▶ [What to do]:
Reproduce verbatim the portion of the Databricks text below that lies between "CES authenticates to" and "at deploy time.", inclusive.

▶ [Source text]:
━━━━━━━━━━━━━━━━━━━━

Skip to main content

Databricks Private Preview

This page summarizes the Databricks-specific behavior of Context Engineering Studio: what you need before you start, how CES authenticates, the deploy-first requirement, the artifacts CES creates on Databricks, and the Genie-specific runtime constraints that shape how you scope and simulate.

Prerequisites

Before you create a Databricks context repository, make sure these are in place. These align with Databricks's Genie setup requirements and the Metric View requirements.

  • CES is enabled on your tenant and your team has the CES persona. See Setup.
  • A Databricks connection exists in Atlan, using Service Principal + OAuth M2M credentials. PAT is supported as fallback but not recommended for production, PATs are tied to human users, get rate-limited under load, and are rejected by most enterprise security teams.
  • Partner-powered AI is enabled at both the account and workspace levels. Without it, Genie is unavailable even to users who have the SQL entitlement. An account administrator enables this.
  • Unity Catalog is the source of truth for the data CES operates on. Metric Views and Genie Spaces require UC-registered assets.
  • Permissions are granted on the Atlan service principal. See Grant Databricks permissions. At minimum:
    • Databricks SQL workspace entitlement and workspace-member status.
    • USE CATALOG on the target catalog and USE SCHEMA on the target schema.
    • CREATE TABLE on the target schema (in Unity Catalog, CREATE TABLE is the privilege for creating views and metric views, there is no separate CREATE VIEW).
    • SELECT on the underlying source tables and views.
    • MODIFY (or ownership) on source tables, so CES can push Atlan descriptions into Unity Catalog COMMENTs.
    • CAN USE on the pro or serverless SQL warehouse Genie uses.
  • The SQL warehouse is pro or serverless and runs Databricks Runtime 17.3 or later. Required to create and query Metric Views.

Unlike Snowflake, Databricks connections don't have an automated preflight check yet. Verify each grant manually, see Verify permissions.

Authentication

CES authenticates to Databricks using Service Principal + OAuth M2M, the enterprise standard for production integrations. The service principal is used for:

  • Catalog crawling (Unity Catalog schemas, lineage, query history).
  • Pushing business descriptions into Unity Catalog COMMENT on tables and columns.
  • CREATE OR REPLACE VIEW ... WITH METRICS LANGUAGE YAML AS $$...$$ at deploy time.
  • Creating and configuring Genie Spaces via POST /api/2.0/genie/spaces.

━━━━━━━━━━━━━━━━━━━━

▶ [Dataset entries]:
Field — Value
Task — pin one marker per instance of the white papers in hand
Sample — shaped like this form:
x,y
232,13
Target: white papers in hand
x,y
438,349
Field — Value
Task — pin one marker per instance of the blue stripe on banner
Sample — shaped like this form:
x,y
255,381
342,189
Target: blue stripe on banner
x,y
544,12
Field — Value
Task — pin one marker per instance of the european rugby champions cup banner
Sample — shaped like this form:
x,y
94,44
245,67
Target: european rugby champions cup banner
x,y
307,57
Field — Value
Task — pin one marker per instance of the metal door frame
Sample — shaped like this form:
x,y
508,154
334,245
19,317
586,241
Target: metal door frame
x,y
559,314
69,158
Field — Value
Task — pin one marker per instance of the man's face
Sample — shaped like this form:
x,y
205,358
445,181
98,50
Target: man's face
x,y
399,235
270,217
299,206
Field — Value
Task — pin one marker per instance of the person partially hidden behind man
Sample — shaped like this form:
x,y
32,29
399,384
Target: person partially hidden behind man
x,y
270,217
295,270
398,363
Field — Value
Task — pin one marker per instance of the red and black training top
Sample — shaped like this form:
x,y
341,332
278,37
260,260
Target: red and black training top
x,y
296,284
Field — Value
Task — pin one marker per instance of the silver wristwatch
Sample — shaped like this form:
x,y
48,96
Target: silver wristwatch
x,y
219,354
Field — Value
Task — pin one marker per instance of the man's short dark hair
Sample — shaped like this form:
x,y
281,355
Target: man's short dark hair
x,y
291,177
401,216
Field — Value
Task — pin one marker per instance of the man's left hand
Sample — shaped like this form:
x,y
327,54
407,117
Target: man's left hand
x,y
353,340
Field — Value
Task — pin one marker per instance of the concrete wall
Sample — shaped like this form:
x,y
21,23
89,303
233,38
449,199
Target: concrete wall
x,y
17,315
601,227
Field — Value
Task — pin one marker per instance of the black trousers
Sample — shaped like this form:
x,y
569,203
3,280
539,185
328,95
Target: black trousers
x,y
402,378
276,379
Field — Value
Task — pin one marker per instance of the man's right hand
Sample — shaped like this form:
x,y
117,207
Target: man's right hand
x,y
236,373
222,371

━━━━━━━━━━━━━━━━━━━━

▶ [Answer box]:
CES authenticates to Databricks using Service Principal + OAuth M2M, the enterprise standard for production integrations. The service principal is used for:

  • Catalog crawling (Unity Catalog schemas, lineage, query history).
  • Pushing business descriptions into Unity Catalog COMMENT on tables and columns.
  • CREATE OR REPLACE VIEW ... WITH METRICS LANGUAGE YAML AS $$...$$ at deploy time.